■ Task to complete
Pull out every line of the records below that contains the word "flower", and copy each one in full.

BEGIN

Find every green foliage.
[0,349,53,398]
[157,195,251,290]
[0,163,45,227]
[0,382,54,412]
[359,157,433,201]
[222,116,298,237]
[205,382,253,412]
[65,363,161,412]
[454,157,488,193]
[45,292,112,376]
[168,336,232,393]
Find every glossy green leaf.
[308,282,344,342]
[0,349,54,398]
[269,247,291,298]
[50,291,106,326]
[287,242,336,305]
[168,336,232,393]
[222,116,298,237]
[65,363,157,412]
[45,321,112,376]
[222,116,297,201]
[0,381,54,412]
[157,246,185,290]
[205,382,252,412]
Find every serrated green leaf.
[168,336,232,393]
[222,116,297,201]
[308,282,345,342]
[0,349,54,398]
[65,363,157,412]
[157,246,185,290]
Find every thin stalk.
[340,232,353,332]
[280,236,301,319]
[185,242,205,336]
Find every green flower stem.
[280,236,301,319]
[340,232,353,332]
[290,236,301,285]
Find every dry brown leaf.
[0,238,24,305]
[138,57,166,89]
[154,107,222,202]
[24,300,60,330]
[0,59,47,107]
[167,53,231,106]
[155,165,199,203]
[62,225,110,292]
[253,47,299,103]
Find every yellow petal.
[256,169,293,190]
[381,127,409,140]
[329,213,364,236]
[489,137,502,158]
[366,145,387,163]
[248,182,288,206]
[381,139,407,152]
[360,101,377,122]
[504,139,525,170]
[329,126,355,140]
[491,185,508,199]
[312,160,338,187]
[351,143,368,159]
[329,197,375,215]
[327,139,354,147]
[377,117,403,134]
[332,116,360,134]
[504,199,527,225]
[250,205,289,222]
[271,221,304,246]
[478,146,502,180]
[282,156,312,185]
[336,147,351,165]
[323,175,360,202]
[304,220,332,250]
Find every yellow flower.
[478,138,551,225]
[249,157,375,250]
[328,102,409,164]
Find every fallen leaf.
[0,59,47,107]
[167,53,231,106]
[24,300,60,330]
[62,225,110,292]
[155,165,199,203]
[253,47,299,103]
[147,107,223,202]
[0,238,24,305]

END

■ Result of the exercise
Find every green flower stem.
Find every yellow flower.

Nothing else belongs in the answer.